Problem details >> Copy these lines with "site survey" switched to "field report" wherever it appears, and change nothing else.

Given data >>
*-*-*

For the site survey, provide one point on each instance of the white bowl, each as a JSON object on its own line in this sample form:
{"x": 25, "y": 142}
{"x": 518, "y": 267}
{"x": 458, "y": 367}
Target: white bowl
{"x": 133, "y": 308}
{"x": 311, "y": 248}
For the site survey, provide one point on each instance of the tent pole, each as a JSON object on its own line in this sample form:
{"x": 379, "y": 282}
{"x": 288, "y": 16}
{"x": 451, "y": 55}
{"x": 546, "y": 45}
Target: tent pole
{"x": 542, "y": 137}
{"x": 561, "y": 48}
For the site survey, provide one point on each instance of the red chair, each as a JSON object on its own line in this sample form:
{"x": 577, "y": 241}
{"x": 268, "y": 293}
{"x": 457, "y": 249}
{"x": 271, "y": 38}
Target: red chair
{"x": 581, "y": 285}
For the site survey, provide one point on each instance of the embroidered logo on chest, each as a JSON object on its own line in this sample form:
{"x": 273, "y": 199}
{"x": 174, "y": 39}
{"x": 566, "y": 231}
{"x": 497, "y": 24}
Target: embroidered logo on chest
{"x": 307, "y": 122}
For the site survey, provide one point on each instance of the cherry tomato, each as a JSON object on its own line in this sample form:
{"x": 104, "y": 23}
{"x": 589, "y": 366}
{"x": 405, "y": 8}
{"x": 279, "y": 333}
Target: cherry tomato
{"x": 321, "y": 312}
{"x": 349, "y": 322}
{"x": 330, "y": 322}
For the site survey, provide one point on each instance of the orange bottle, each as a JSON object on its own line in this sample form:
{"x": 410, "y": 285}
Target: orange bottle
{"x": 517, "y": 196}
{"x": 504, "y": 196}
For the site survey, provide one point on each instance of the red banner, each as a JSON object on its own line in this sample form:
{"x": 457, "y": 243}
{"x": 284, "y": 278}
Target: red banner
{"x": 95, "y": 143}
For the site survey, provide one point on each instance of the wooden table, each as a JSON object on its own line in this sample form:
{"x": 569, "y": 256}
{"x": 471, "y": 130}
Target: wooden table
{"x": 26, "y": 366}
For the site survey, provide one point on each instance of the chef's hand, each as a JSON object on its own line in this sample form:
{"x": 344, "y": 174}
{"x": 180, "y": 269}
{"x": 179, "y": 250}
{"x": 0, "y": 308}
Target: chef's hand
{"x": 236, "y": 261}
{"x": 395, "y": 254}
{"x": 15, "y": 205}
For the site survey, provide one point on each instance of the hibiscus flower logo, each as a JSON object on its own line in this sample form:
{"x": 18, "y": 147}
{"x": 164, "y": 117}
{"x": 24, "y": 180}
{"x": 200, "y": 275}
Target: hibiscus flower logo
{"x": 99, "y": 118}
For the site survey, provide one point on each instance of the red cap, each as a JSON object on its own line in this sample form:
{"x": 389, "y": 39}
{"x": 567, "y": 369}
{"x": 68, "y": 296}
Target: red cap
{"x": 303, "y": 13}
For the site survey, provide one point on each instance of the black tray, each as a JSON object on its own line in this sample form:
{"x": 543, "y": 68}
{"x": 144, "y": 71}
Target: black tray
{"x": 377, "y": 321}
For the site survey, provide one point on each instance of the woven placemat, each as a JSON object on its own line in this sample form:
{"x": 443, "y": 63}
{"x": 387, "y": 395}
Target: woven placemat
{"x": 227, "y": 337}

*-*-*

Reply to the task >>
For the field report, provide one point on each instance of the white bowl, each as a JSON object on its own line in this sample form:
{"x": 25, "y": 142}
{"x": 518, "y": 267}
{"x": 458, "y": 367}
Target: white bowl
{"x": 133, "y": 308}
{"x": 311, "y": 248}
For the field report, provide one point on each instance of the tent pole, each as a JSON object on its own line in this sample form:
{"x": 379, "y": 282}
{"x": 288, "y": 16}
{"x": 451, "y": 55}
{"x": 546, "y": 45}
Target: tent pole
{"x": 542, "y": 137}
{"x": 561, "y": 48}
For the field report, provide one point on each instance of the red chair, each as a JSON object on its own line in this sample form:
{"x": 577, "y": 241}
{"x": 268, "y": 293}
{"x": 457, "y": 249}
{"x": 271, "y": 38}
Target: red chair
{"x": 581, "y": 285}
For the field report, provide one point on each instance of the embroidered logo on chest, each as a JSON object on its own line in this sample form:
{"x": 273, "y": 199}
{"x": 174, "y": 39}
{"x": 566, "y": 231}
{"x": 497, "y": 24}
Target: embroidered logo on chest
{"x": 307, "y": 122}
For the field report, provide one point on each instance of the cherry tomato, each as a JSON object on its own line in this sample form:
{"x": 104, "y": 23}
{"x": 589, "y": 366}
{"x": 405, "y": 8}
{"x": 279, "y": 333}
Target: cherry tomato
{"x": 321, "y": 312}
{"x": 349, "y": 322}
{"x": 330, "y": 322}
For the field report, provide one point on each instance of the orange bottle, each as a JSON object on its own line in this sample form:
{"x": 410, "y": 285}
Target: orange bottle
{"x": 517, "y": 196}
{"x": 504, "y": 196}
For the field report, provide one point on each instance of the red banner, each as a JSON object on its own line in this sample form:
{"x": 457, "y": 243}
{"x": 284, "y": 278}
Target: red banner
{"x": 95, "y": 143}
For the field report, provide one point on each instance of the wooden table, each as a JSON object on its own line in this sample form:
{"x": 569, "y": 256}
{"x": 471, "y": 130}
Target: wooden table
{"x": 26, "y": 366}
For the field report, provide one point on each instance of the chef's hand, each as a JSON object on its own line in this sample form:
{"x": 344, "y": 174}
{"x": 180, "y": 269}
{"x": 179, "y": 250}
{"x": 0, "y": 308}
Target: chef's hand
{"x": 236, "y": 261}
{"x": 395, "y": 254}
{"x": 15, "y": 205}
For the field report, provide one point on each instance of the hibiscus flower logo, each as a JSON object on its own line in this sample form:
{"x": 18, "y": 147}
{"x": 164, "y": 117}
{"x": 24, "y": 180}
{"x": 200, "y": 275}
Target: hibiscus flower logo
{"x": 99, "y": 118}
For the field report, provide one point on each instance of the red cap, each as a JSON object on its own line in this sample form:
{"x": 389, "y": 39}
{"x": 567, "y": 369}
{"x": 68, "y": 296}
Target: red cap
{"x": 303, "y": 13}
For the field report, provide one point on each instance of the black tray, each as a JSON object on its own line in this sample form:
{"x": 543, "y": 68}
{"x": 144, "y": 71}
Target: black tray
{"x": 377, "y": 321}
For the field report, provide one point on each instance of the woven placemat, each as a JSON object on its own line in this sample form:
{"x": 443, "y": 63}
{"x": 387, "y": 395}
Target: woven placemat
{"x": 227, "y": 337}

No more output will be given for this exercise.